• **Stated task**
Write out, word for word, the section of the dating interview below starting with "I went to school" and going on through "the comics industry?".

So what's your relationship status now?
I have a long-term partner — boyfriend. He's a cartoonist.

Before you were in a relationship, was there a type that you gravitated towards?
I like guys who are my height. It's hard for me to date really tall guys because it gives me a neck ache. I like to be on a more equal level with them physically. I also like people that are more slight; I don't like really muscular guys. I like it when I can feel like I'm on someone's same wavelength.

Enrica, 31

You're a comic-book writer?
A comic-book writer with a brand new series, Azteca. One of the characters in the story is a very powerful, evil woman. I'm interested in taking a bad woman but making her sympathetic and showing how she got there.

Do you draw upon your personal experiences for that?
Not at all.

What have your personal dating experiences been like?
I think when you're young and having fun and experimenting you become aware of — I don't want to say it's a double-standard, but if I were a guy messing around with a bunch of different people, it would be a completely different situation. I was a girl who got some attention and was enjoying it, but I learned really quickly how that was perceived, how that was going to be taken by the other people around me.

What's your relationship status?
Married. I was teaching English in Korea, and my husband's in the army and was stationed there. We met in a bar.

And before that?
I went to school out in California. Berkeley.

What did you think of the dating scene there?
That's a good question. I was always dating older guys, not college students. Ten years older, or a little more. I was always dating someone long distance, so it's hard to say much about the dating scene.

Was there a certain type that you were drawn to?
When you're in that kind of setting, you're kind of pitting your brain against other people all the time. It's a wonderful opportunity to get intellectual, get into debates, kind of slam your brain against someone else's. So any time you could get into a really good conversation, a really heated argument over dinner, that was foreplay.

Have you ever been propositioned because, you know, you're a woman in the comics industry?
No. Officially, no. Being a woman, you're going to get some attention. What's interesting to me is the assumption that, because I'm a woman, I'm going to somehow do better. It's weird. They believe that because there's a sexual dynamic, I can use it — as if that's a superpower that I have. But, ultimately, I still need a boost. If you look at some of the featured comics-industry professionals, it's an entire page of men and their pictures. There are a bunch of women on the list, but the pictures are all guys. So there's still this imbalance, but somehow I have a supposed advantage because I'm a woman and I can be sexy.

Who's your favorite X-Man?
Favorite X-Man? Gambit. There's something very romantic about a Southern gentleman. 


John, 25

What do you do?
I'm a computer tech.

Does that get you a lot of dates?

• **Data extract**
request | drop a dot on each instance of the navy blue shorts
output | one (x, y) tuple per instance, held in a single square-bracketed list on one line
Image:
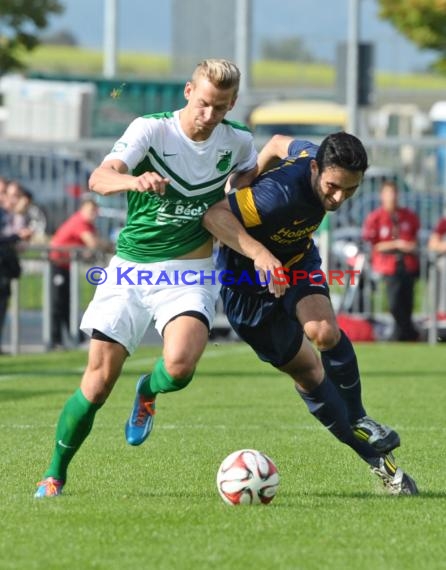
[(270, 325)]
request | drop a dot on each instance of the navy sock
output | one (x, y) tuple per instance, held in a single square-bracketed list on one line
[(341, 366), (325, 404)]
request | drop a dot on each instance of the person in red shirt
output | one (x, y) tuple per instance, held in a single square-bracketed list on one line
[(392, 231), (437, 240), (77, 231)]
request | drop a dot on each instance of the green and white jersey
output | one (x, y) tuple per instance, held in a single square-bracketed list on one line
[(166, 227)]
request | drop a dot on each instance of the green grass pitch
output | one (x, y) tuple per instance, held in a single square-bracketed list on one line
[(157, 507)]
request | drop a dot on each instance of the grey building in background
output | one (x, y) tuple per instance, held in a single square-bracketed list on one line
[(202, 29)]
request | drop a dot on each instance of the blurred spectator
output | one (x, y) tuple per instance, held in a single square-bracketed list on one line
[(392, 231), (3, 186), (16, 220), (77, 231), (9, 259), (437, 240)]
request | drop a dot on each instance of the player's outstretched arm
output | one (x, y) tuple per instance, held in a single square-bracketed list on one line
[(221, 222)]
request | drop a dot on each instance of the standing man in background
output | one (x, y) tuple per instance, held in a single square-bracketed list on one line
[(78, 231), (393, 232)]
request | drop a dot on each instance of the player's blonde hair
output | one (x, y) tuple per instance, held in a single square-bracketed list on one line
[(222, 73)]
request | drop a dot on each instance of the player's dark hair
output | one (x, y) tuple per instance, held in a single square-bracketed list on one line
[(343, 150)]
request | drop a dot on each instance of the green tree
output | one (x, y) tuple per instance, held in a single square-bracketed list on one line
[(422, 21), (20, 23)]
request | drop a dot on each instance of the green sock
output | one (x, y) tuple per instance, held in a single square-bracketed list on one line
[(75, 423), (161, 381)]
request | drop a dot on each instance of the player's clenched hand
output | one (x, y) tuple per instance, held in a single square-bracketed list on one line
[(270, 270), (151, 182)]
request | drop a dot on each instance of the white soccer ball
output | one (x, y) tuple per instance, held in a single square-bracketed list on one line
[(247, 477)]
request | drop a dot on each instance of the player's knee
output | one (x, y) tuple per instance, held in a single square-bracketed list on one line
[(322, 334), (179, 368)]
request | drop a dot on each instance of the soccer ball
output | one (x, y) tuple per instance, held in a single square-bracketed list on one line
[(247, 477)]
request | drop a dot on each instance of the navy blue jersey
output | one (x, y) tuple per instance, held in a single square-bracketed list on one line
[(280, 210)]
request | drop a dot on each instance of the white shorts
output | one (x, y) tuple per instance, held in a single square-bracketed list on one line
[(134, 294)]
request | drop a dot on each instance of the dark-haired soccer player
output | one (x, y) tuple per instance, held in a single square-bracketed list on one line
[(281, 209)]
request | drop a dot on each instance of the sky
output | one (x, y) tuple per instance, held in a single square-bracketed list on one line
[(145, 25)]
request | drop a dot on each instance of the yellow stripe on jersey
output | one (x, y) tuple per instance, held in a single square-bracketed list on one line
[(248, 210)]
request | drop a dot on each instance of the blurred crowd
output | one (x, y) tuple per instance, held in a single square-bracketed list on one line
[(22, 224), (391, 230)]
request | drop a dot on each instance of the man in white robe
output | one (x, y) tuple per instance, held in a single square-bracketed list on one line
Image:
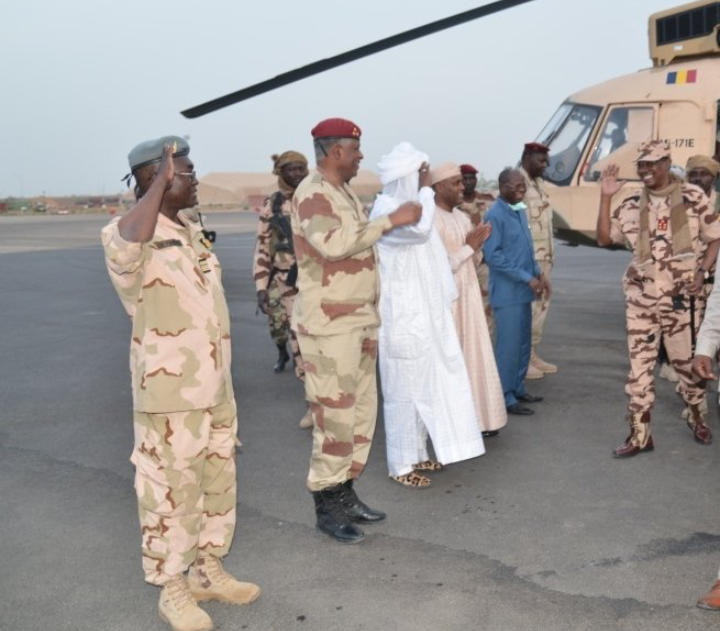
[(425, 384)]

• **Solution for this problem**
I went to school out in California. Berkeley.

What did you think of the dating scene there?
That's a good question. I was always dating older guys, not college students. Ten years older, or a little more. I was always dating someone long distance, so it's hard to say much about the dating scene.

Was there a certain type that you were drawn to?
When you're in that kind of setting, you're kind of pitting your brain against other people all the time. It's a wonderful opportunity to get intellectual, get into debates, kind of slam your brain against someone else's. So any time you could get into a really good conversation, a really heated argument over dinner, that was foreplay.

Have you ever been propositioned because, you know, you're a woman in the comics industry?